(Referring expression data)
____

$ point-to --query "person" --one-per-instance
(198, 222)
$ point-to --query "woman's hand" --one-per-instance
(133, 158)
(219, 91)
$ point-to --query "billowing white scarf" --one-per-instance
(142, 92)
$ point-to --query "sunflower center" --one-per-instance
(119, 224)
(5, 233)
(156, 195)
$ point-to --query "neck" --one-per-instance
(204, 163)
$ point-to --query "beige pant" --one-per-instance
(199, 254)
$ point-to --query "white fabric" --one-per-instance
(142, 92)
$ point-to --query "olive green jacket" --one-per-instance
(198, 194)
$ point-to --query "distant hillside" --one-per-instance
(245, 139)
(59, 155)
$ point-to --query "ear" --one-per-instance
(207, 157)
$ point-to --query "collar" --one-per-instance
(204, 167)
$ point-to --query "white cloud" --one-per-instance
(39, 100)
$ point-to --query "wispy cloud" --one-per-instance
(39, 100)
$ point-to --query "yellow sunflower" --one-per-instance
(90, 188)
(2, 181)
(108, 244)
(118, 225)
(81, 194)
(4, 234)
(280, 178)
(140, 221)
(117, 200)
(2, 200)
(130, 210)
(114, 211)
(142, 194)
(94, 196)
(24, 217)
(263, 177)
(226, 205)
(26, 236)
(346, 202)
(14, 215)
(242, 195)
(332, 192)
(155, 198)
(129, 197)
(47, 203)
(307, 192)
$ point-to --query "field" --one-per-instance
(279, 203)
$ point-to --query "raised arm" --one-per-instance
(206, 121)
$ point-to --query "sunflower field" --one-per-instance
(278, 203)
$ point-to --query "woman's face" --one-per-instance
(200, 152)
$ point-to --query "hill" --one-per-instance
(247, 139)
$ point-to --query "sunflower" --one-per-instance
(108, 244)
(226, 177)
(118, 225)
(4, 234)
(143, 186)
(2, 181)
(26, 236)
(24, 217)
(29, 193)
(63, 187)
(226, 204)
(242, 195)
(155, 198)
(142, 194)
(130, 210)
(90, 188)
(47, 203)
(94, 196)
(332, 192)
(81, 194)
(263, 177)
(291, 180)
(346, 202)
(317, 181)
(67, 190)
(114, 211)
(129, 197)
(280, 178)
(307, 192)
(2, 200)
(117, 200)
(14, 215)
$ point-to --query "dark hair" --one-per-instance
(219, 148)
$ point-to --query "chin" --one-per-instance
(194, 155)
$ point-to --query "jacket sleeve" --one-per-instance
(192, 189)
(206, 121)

____

THE TASK:
Copy the data once more. Leave nothing out.

ANSWER SPACE:
$ point-to --query "person" --one-per-instance
(198, 222)
$ point-to --query "woman's hand" --one-per-instance
(133, 158)
(219, 91)
$ point-to --query "billowing white scarf" --one-per-instance
(142, 92)
$ point-to --query "sunflower center" --one-per-instance
(119, 224)
(5, 233)
(156, 195)
$ point-to --query "neck" --one-per-instance
(204, 163)
$ point-to --query "beige pant" --one-per-instance
(199, 254)
$ point-to --query "white fabric" --one-per-instance
(142, 92)
$ point-to --query "olive green jacket" --one-per-instance
(198, 194)
$ point-to --query "distant hillside" --one-per-instance
(245, 139)
(59, 155)
$ point-to --query "ear" --one-per-instance
(207, 157)
$ point-to --query "collar" --one-per-instance
(204, 167)
$ point-to --query "white cloud" --one-per-instance
(39, 100)
$ point-to --query "wispy cloud" --one-per-instance
(39, 100)
$ point-to --query "yellow sunflower" --one-per-instance
(90, 188)
(2, 181)
(108, 244)
(118, 225)
(81, 194)
(4, 234)
(280, 178)
(140, 221)
(117, 200)
(2, 200)
(130, 210)
(114, 211)
(142, 194)
(94, 196)
(24, 217)
(263, 177)
(226, 205)
(26, 236)
(346, 202)
(14, 215)
(242, 195)
(332, 192)
(155, 198)
(129, 197)
(47, 203)
(307, 192)
$ point-to --query "field" --one-per-instance
(279, 203)
$ point-to --query "raised arm" --one-per-instance
(206, 121)
$ point-to --query "sunflower field" --one-per-instance
(278, 203)
$ point-to --query "woman's face" --one-per-instance
(200, 152)
$ point-to --query "hill" --one-per-instance
(247, 139)
$ point-to --query "sunflower" --one-per-instance
(108, 244)
(226, 177)
(118, 225)
(4, 234)
(143, 186)
(2, 181)
(26, 236)
(24, 217)
(29, 193)
(63, 187)
(226, 204)
(242, 195)
(155, 198)
(142, 194)
(130, 210)
(90, 188)
(47, 203)
(94, 196)
(332, 192)
(81, 194)
(263, 177)
(291, 180)
(346, 202)
(317, 181)
(67, 190)
(114, 211)
(129, 197)
(280, 178)
(307, 192)
(2, 200)
(117, 200)
(14, 215)
$ point-to --query "dark hair" --one-per-instance
(219, 148)
$ point-to --query "chin" --one-per-instance
(194, 155)
$ point-to --query "jacket sleeve" --one-per-instance
(192, 189)
(206, 121)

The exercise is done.